## Required work
In the SeleSup description below, list each thing its second paragraph says about the SeleSup algorithm itself.

## Quoted passage
SeleSup

About

One issue in data classification problems is to find an optimal subset of instances to train a classifier. Training sets that represent well the characteristics of each class have better chances to build a successful predictor. Instance selection techniques remove examples from the data set so that classifiers are built faster and, in some cases, with better accuracy.

SeleSup, which is an acronym for selection by suppression, is a simple and fast algorithm (O(n^2)) for reducing the training cardinality of data sets through the elimination of irrelevant instances by mimicking the self-regulatory and suppression mechanism found in the immune system. According to self-regulation mechanisms, those cells unable to neutralize danger tend to disappear from the organism. Therefore, by analogy, data not relevant to the learning of a classifier are eliminated from the training process.

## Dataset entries
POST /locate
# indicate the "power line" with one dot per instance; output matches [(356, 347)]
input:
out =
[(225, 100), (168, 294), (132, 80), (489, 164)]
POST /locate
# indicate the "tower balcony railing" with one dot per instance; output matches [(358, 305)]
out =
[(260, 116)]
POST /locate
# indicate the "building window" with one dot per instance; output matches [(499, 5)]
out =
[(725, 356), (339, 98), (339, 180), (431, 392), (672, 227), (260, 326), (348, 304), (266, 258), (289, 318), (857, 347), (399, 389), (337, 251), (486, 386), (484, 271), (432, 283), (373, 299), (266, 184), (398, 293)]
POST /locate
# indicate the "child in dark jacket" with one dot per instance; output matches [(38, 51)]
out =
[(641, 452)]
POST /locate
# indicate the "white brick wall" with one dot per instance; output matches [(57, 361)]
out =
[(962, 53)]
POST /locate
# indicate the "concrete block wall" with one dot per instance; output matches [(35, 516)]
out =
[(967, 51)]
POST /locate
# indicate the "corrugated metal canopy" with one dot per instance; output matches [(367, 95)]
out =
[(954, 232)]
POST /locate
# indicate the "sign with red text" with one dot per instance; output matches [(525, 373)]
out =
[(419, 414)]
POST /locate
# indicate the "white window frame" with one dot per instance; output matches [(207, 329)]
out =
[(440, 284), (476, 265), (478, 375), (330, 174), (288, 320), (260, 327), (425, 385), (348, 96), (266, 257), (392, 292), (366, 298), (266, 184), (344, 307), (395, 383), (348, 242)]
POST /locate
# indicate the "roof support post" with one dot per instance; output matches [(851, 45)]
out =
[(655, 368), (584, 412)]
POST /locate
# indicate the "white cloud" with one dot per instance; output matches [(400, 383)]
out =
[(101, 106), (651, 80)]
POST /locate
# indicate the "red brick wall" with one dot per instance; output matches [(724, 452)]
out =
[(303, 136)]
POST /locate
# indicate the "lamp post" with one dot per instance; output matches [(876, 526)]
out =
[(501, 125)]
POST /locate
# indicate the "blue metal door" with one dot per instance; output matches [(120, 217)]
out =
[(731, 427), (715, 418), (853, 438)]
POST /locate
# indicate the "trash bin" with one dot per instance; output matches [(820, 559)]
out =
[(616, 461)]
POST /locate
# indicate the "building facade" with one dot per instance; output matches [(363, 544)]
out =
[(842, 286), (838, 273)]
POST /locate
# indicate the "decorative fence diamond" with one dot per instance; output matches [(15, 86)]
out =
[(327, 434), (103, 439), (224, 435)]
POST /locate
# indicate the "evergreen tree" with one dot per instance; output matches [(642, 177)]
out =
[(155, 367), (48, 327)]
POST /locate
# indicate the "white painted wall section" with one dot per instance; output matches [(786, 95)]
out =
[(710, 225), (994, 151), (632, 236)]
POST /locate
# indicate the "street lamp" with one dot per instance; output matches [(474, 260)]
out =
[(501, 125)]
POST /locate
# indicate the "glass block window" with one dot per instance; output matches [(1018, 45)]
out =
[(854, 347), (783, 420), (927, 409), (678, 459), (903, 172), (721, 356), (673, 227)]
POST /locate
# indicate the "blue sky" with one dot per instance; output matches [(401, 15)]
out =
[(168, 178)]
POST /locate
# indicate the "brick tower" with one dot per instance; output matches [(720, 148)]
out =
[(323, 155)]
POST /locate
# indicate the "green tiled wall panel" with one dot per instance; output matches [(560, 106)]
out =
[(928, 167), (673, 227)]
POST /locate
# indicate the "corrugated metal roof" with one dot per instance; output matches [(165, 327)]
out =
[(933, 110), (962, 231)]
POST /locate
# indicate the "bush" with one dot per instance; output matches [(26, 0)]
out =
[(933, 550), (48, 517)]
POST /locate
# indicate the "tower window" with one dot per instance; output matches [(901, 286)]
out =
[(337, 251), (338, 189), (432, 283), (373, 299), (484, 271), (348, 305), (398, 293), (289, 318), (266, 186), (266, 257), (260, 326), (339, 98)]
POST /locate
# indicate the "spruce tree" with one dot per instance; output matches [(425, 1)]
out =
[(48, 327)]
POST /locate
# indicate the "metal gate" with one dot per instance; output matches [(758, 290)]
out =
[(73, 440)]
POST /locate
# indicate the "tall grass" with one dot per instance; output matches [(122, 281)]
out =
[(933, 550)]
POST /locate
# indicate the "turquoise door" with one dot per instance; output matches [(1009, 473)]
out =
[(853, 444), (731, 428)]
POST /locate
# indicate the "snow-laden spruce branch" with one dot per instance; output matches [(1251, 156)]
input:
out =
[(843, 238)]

--

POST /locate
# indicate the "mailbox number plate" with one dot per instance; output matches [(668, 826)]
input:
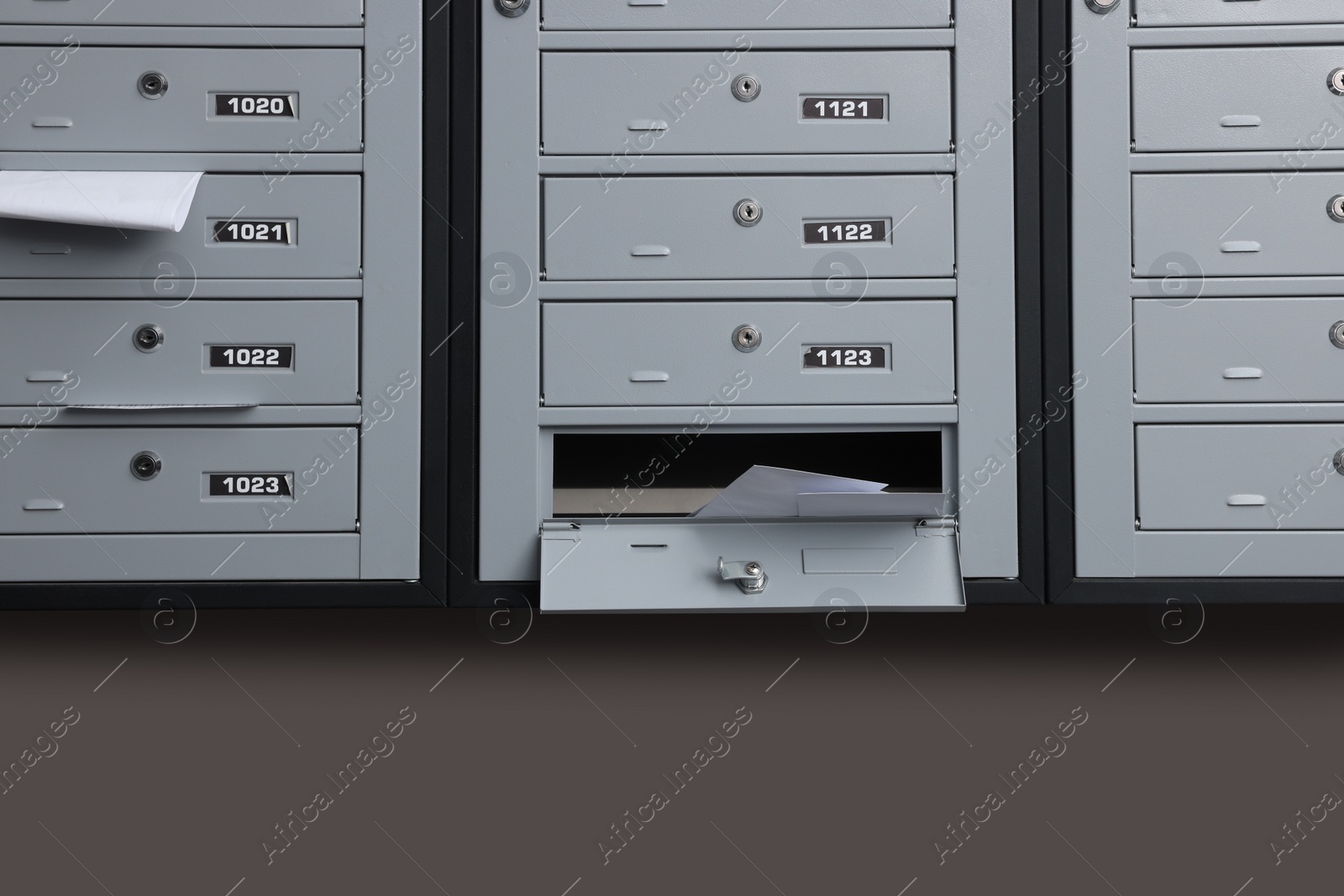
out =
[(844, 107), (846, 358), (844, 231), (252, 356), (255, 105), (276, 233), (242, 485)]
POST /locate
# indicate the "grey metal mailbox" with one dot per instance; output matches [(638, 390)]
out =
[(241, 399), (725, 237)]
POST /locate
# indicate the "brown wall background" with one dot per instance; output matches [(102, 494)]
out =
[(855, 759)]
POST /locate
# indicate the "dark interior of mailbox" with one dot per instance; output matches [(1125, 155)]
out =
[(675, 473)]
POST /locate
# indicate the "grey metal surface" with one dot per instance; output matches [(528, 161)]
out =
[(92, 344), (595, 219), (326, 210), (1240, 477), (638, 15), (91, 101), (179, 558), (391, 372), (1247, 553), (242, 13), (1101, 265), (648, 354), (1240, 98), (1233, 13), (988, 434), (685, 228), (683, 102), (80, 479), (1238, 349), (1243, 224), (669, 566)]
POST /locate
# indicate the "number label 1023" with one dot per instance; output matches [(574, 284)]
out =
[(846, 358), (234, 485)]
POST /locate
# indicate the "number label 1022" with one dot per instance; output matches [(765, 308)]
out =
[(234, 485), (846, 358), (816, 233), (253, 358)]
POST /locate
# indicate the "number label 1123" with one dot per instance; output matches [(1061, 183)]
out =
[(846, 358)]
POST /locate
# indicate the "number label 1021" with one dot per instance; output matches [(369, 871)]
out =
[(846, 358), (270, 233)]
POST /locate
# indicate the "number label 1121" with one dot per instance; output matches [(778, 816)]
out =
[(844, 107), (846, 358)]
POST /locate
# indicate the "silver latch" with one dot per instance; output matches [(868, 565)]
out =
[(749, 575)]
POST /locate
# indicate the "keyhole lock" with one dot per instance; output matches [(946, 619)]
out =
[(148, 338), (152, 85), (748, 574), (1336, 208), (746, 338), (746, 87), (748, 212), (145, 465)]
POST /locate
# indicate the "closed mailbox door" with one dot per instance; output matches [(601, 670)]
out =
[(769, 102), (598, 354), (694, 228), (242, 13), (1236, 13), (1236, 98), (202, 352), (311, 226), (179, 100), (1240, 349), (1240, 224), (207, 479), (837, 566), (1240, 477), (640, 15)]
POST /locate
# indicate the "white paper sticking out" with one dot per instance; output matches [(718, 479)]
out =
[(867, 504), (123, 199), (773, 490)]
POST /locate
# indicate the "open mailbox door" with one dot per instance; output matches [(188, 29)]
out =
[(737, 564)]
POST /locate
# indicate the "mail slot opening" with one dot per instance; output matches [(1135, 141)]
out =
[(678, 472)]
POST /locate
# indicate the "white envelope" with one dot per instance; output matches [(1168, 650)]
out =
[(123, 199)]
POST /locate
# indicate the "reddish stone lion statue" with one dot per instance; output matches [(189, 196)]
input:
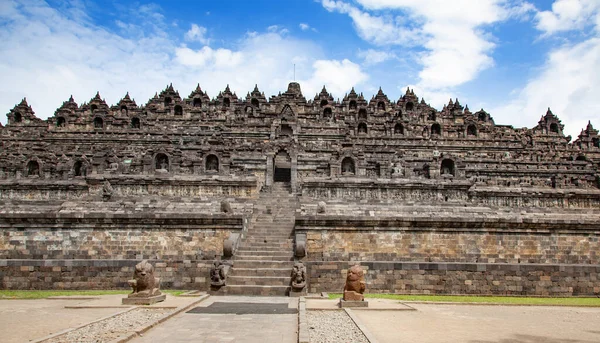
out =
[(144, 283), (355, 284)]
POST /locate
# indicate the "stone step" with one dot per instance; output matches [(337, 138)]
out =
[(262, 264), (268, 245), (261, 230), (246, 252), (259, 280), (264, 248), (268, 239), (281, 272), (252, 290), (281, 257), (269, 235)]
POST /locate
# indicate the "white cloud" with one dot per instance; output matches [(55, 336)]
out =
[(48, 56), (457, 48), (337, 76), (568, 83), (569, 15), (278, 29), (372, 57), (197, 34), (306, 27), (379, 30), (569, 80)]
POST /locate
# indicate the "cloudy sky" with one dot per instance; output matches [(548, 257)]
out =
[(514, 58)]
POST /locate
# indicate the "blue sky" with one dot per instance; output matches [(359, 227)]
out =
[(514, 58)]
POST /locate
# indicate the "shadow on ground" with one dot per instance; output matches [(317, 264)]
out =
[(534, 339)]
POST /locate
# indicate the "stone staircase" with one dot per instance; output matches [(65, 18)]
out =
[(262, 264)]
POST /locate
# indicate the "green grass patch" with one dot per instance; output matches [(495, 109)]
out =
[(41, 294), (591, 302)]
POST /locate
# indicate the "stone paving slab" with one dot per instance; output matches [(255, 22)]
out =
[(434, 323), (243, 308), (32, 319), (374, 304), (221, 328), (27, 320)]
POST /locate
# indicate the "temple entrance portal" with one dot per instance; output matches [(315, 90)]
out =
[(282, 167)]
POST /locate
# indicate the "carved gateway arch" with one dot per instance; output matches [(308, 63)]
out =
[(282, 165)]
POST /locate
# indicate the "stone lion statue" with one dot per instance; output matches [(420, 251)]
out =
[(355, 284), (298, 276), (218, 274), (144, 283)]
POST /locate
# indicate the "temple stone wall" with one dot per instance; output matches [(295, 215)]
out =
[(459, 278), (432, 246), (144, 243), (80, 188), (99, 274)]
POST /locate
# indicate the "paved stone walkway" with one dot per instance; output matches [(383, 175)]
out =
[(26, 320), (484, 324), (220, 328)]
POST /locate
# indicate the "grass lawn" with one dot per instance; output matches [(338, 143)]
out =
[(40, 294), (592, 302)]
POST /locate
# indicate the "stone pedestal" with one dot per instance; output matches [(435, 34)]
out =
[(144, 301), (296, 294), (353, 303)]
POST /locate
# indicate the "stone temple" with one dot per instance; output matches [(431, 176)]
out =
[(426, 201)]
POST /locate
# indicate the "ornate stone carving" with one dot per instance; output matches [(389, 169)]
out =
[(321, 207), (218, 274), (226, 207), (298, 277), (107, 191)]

## Task solution
- It is an acronym for "selection by suppression."
- It is simple.
- It is fast, with complexity O(n^2).
- It reduces the training cardinality of data sets.
- It does this by eliminating irrelevant instances.
- It mimics the self-regulatory and suppression mechanism found in the immune system.